- What you should do: Shift every coordinate in the answers by 93 while reproducing each line, not only the answers, from the line with "Each returned point MUST lie on the matching metal" through the end of the material below.

◆ ◆ ◆

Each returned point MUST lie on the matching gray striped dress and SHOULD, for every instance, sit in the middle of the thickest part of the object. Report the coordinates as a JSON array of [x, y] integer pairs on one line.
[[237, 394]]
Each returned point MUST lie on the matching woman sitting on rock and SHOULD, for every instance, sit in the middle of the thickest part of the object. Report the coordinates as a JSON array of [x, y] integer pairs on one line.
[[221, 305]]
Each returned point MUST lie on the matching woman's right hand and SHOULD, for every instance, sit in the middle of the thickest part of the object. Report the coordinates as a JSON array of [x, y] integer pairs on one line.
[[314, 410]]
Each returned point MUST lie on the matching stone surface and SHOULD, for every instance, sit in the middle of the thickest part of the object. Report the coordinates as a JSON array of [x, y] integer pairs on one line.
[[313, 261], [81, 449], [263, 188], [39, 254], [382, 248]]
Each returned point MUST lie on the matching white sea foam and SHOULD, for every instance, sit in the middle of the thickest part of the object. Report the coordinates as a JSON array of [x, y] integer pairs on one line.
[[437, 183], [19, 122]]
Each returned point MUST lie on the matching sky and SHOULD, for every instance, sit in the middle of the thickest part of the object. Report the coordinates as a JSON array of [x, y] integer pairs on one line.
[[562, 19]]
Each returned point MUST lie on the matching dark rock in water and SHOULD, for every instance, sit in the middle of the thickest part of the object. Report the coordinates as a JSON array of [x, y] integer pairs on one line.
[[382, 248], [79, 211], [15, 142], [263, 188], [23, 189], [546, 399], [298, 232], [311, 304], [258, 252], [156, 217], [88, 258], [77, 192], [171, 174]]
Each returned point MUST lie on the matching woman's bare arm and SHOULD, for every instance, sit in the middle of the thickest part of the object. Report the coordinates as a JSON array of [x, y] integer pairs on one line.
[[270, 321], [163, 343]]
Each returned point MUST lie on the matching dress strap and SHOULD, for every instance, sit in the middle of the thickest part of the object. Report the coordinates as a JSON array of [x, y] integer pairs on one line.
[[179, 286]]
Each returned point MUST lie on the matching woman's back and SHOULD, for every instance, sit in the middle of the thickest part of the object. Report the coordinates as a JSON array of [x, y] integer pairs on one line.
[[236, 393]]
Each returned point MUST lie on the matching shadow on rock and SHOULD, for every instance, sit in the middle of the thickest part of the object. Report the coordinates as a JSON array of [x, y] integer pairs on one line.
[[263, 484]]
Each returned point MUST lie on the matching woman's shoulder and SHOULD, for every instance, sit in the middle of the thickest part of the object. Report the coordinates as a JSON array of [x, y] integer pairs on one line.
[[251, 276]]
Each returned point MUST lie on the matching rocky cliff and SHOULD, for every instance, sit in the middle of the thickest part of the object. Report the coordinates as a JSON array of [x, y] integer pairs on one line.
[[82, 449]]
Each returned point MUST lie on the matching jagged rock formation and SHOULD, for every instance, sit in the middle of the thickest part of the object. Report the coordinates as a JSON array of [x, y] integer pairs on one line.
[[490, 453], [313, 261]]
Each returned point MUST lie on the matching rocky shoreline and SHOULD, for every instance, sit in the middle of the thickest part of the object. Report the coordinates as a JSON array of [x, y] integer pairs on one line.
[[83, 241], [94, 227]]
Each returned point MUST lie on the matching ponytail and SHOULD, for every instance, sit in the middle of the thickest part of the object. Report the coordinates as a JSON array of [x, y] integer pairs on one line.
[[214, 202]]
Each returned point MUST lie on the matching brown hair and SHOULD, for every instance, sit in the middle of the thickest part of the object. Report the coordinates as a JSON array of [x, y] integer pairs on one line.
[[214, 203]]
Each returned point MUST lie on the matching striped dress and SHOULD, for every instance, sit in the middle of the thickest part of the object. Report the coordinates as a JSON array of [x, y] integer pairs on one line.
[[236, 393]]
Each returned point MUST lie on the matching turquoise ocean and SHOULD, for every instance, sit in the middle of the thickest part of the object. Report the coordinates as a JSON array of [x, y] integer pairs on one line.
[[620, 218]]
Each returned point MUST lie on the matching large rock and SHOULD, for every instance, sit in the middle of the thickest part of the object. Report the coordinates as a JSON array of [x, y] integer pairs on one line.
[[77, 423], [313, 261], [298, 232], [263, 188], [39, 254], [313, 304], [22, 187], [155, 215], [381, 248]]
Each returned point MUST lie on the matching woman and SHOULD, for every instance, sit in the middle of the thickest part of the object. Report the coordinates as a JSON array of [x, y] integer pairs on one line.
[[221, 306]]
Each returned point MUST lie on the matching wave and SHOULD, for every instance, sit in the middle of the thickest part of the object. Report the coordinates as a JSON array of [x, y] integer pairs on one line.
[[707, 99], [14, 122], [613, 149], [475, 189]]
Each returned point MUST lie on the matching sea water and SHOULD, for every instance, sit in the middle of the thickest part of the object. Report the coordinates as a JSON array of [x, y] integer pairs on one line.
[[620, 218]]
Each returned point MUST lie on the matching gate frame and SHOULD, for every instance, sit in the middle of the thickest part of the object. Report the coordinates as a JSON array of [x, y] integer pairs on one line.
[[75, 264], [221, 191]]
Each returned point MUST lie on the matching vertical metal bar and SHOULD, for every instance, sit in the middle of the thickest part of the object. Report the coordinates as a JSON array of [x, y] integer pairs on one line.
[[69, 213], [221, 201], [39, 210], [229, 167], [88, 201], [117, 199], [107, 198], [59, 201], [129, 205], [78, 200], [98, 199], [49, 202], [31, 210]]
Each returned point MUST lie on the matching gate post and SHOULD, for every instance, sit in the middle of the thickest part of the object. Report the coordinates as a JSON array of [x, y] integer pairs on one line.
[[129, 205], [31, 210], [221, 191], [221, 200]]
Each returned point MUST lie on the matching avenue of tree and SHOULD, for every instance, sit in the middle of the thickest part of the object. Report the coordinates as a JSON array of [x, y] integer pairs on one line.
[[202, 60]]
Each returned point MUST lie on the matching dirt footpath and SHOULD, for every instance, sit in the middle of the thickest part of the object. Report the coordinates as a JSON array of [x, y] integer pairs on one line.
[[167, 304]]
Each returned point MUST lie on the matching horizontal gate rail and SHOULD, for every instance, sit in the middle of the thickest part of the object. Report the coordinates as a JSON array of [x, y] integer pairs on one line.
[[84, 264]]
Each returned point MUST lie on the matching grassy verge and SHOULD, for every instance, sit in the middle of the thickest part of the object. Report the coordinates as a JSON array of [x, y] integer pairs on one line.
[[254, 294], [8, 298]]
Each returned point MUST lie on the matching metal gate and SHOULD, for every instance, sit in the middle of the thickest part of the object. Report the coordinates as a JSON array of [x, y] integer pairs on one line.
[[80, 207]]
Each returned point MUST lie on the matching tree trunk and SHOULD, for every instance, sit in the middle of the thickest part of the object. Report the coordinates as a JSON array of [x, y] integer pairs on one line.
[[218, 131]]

◆ ◆ ◆

- Written solution:
Each returned point MUST lie on the matching metal gate and SHOULD, for every instance, sit in the middle of the thickest part of the object. Report the coordinates as a JSON array of [x, y] integer pairs on one line.
[[173, 300]]
Each returned point MUST lie on the matching tree trunk and SHOULD, for every instance, sit in the middle of the thickest part of the object. Report the coordinates as a JSON array of [x, y] integer pairs on one line.
[[311, 224]]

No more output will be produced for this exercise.